Recast every line of the rows below as a JSON list of strings, one string per line, with blank lines dropped and the pictures left out.

◆ **DATA ENTRIES**

○ ○ ○ ○ ○

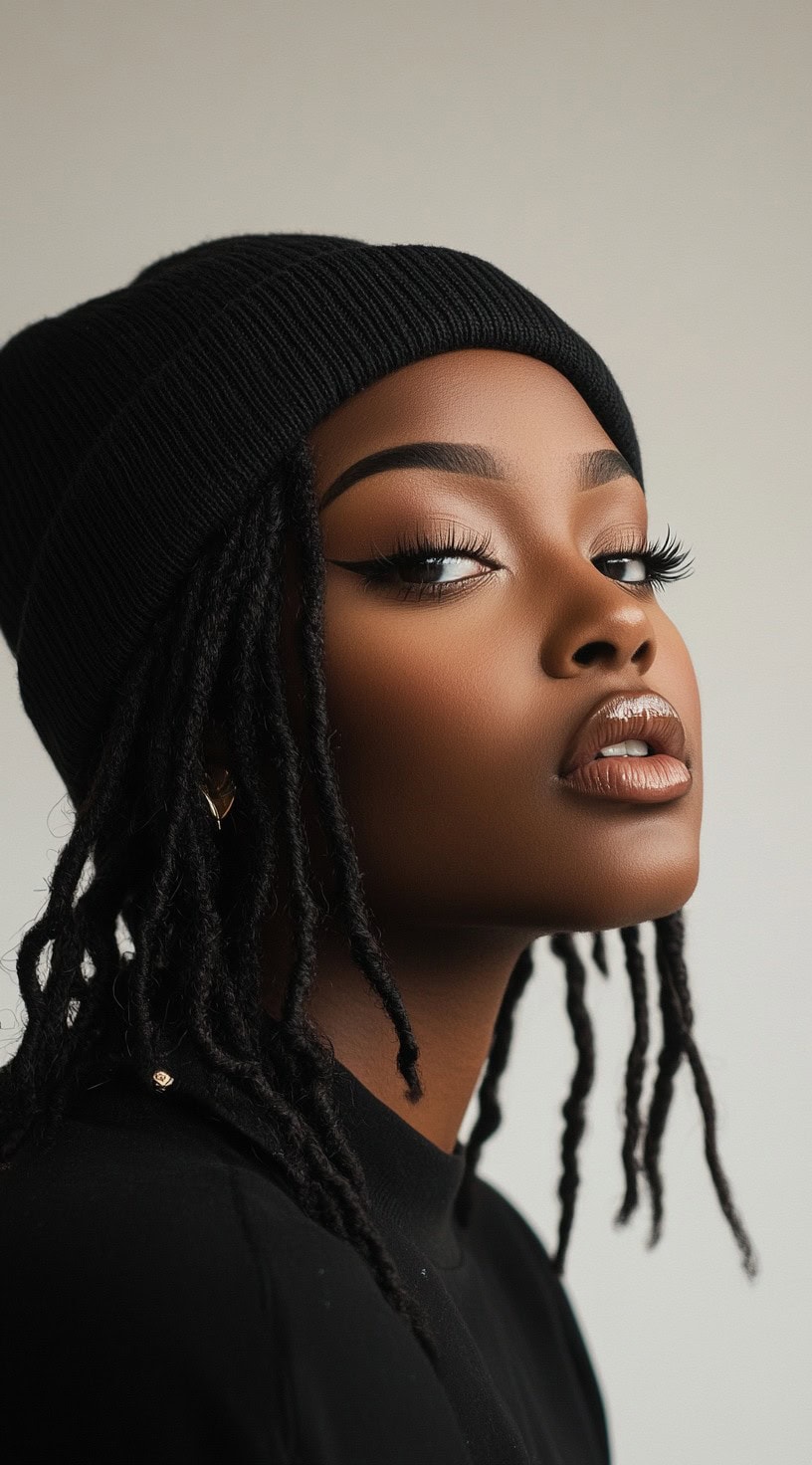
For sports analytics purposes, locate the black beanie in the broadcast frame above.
[0,233,642,807]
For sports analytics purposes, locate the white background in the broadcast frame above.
[0,0,812,1465]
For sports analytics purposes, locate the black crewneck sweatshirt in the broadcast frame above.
[0,1017,610,1465]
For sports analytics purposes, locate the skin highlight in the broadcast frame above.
[200,350,703,1151]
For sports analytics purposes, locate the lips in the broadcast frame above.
[558,692,691,778]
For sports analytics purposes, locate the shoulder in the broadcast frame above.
[0,1078,305,1465]
[460,1175,610,1459]
[0,1086,446,1465]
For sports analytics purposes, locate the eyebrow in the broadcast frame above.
[318,443,642,513]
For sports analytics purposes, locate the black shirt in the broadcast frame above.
[0,1017,610,1465]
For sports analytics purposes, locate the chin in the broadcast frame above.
[549,857,700,932]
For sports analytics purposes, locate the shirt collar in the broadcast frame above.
[85,1012,465,1266]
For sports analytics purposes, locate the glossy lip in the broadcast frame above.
[558,692,691,778]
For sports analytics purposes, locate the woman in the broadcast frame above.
[0,235,755,1465]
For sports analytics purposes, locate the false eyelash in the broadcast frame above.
[596,525,694,584]
[350,528,694,599]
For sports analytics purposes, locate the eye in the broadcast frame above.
[331,528,499,601]
[324,528,692,601]
[592,528,694,587]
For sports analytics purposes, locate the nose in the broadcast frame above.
[541,564,657,677]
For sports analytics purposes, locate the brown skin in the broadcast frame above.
[207,350,703,1152]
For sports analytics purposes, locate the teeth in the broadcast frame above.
[596,736,648,757]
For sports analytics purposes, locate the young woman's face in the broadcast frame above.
[275,350,703,937]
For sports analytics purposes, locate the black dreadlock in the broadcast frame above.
[0,441,756,1365]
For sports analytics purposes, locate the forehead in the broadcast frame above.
[309,350,613,473]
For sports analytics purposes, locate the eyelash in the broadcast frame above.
[345,528,694,601]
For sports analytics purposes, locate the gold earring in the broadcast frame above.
[201,767,236,829]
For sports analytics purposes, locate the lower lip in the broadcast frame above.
[561,753,694,804]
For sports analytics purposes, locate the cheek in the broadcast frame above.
[316,591,560,892]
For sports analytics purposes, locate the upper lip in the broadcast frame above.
[558,692,686,778]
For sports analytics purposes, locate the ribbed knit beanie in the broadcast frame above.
[0,233,642,807]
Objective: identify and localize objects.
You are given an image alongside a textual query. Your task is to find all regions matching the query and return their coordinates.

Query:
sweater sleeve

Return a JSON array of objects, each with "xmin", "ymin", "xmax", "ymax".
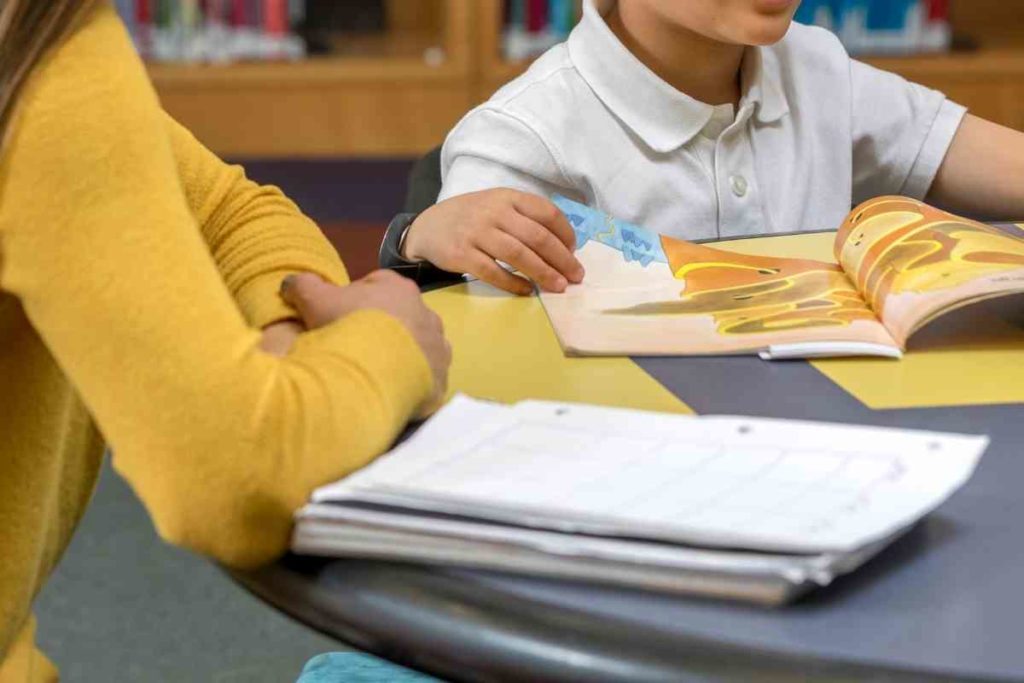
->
[
  {"xmin": 0, "ymin": 3, "xmax": 432, "ymax": 566},
  {"xmin": 166, "ymin": 117, "xmax": 348, "ymax": 328}
]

○ ○ ○ ○ ○

◆ **THE REPLY**
[
  "For sports analytics purposes, locate the black beanie in the broadcast frame above.",
  "[0,233,642,807]",
  "For sports analytics purposes, locate the white background in the broadcast frame above.",
  "[0,0,812,1465]",
  "For sports analytics purposes, locate the black crewneck sweatshirt in the broadcast frame above.",
  "[0,1017,610,1465]",
  "For sports analytics purposes, locate the skin highlight in the broadcast frame above.",
  "[200,350,703,1151]",
  "For sports analytics purposes, locate the lips in the broadcast frame above.",
  "[558,692,691,778]",
  "For sports analytics purposes, locate the shoulder in the broadcast frame above.",
  "[0,1078,305,1465]",
  "[460,1175,610,1459]",
  "[0,1086,446,1465]",
  "For sports analytics purposes, locate the eyebrow in the broadcast frame above.",
  "[318,443,642,513]",
  "For sports analytics purposes, locate the black shirt in the broadcast frame above.",
  "[0,1017,610,1465]",
  "For sports analytics purposes, locate the chin in the broadcast frame above.",
  "[549,857,700,932]",
  "For sports analytics purposes, locate the shirt collar in the broadcast frame above.",
  "[85,1012,465,1266]",
  "For sports analytics purposes, locate the glossy lip in the broadcast frame above.",
  "[558,692,691,778]",
  "For sports analytics purposes, locate the woman in the broadcast frame above.",
  "[0,235,755,1465]",
  "For sports analytics purposes, locate the false eyelash in the broadcast frame above.",
  "[596,525,694,584]",
  "[350,528,694,599]",
  "For sports analytics purposes, locate the eye in the broadcast frame above.",
  "[331,528,499,601]",
  "[324,528,692,601]",
  "[592,528,694,587]",
  "For sports analytics purposes, locate the nose in the broadcast frame above.",
  "[541,564,657,677]",
  "For sports analytics purposes, locate the brown skin in the broadcast frame above.",
  "[207,350,703,1152]",
  "For sports analytics purposes, locate the teeth in the broadcast frame above.",
  "[596,736,648,757]",
  "For sports analytics purposes, locate the young woman's face in the broadcast frame above.",
  "[275,350,703,937]",
  "For sports analytics purposes, locate the black dreadlock in the broadcast frame above.",
  "[0,441,756,1365]",
  "For sports analytics purposes, locate the forehead in the broadcast frame above.",
  "[309,350,613,473]",
  "For sports analytics purposes, locate the eyelash in the broadcast frame above.",
  "[345,528,694,601]",
  "For sports analytics purposes, locate the gold earring in the broadcast frame above.",
  "[201,767,236,829]",
  "For sports analytics purposes, locate the lower lip in the broadcast frame above.",
  "[561,753,694,804]",
  "For sports analytics purposes, locate the cheek in the broadcast frame above.",
  "[316,591,560,892]",
  "For sports analytics purposes, locate the upper lip in the broadcast frame above.",
  "[558,692,686,778]",
  "For sports analytics purposes, locate the ribbed knit beanie in the broadcast frame above.",
  "[0,233,642,807]",
  "Objective: identify and localize objects.",
  "You are given an image alongside a textual query. Your task is to find all regions matching the query and return their coordinates.",
  "Query:",
  "sweater sleeve",
  "Return a JSON array of objects, each with \"xmin\", \"ymin\", \"xmax\", \"ymax\".",
  "->",
  "[",
  "  {\"xmin\": 0, \"ymin\": 3, \"xmax\": 432, \"ymax\": 566},",
  "  {\"xmin\": 166, \"ymin\": 117, \"xmax\": 348, \"ymax\": 328}",
  "]"
]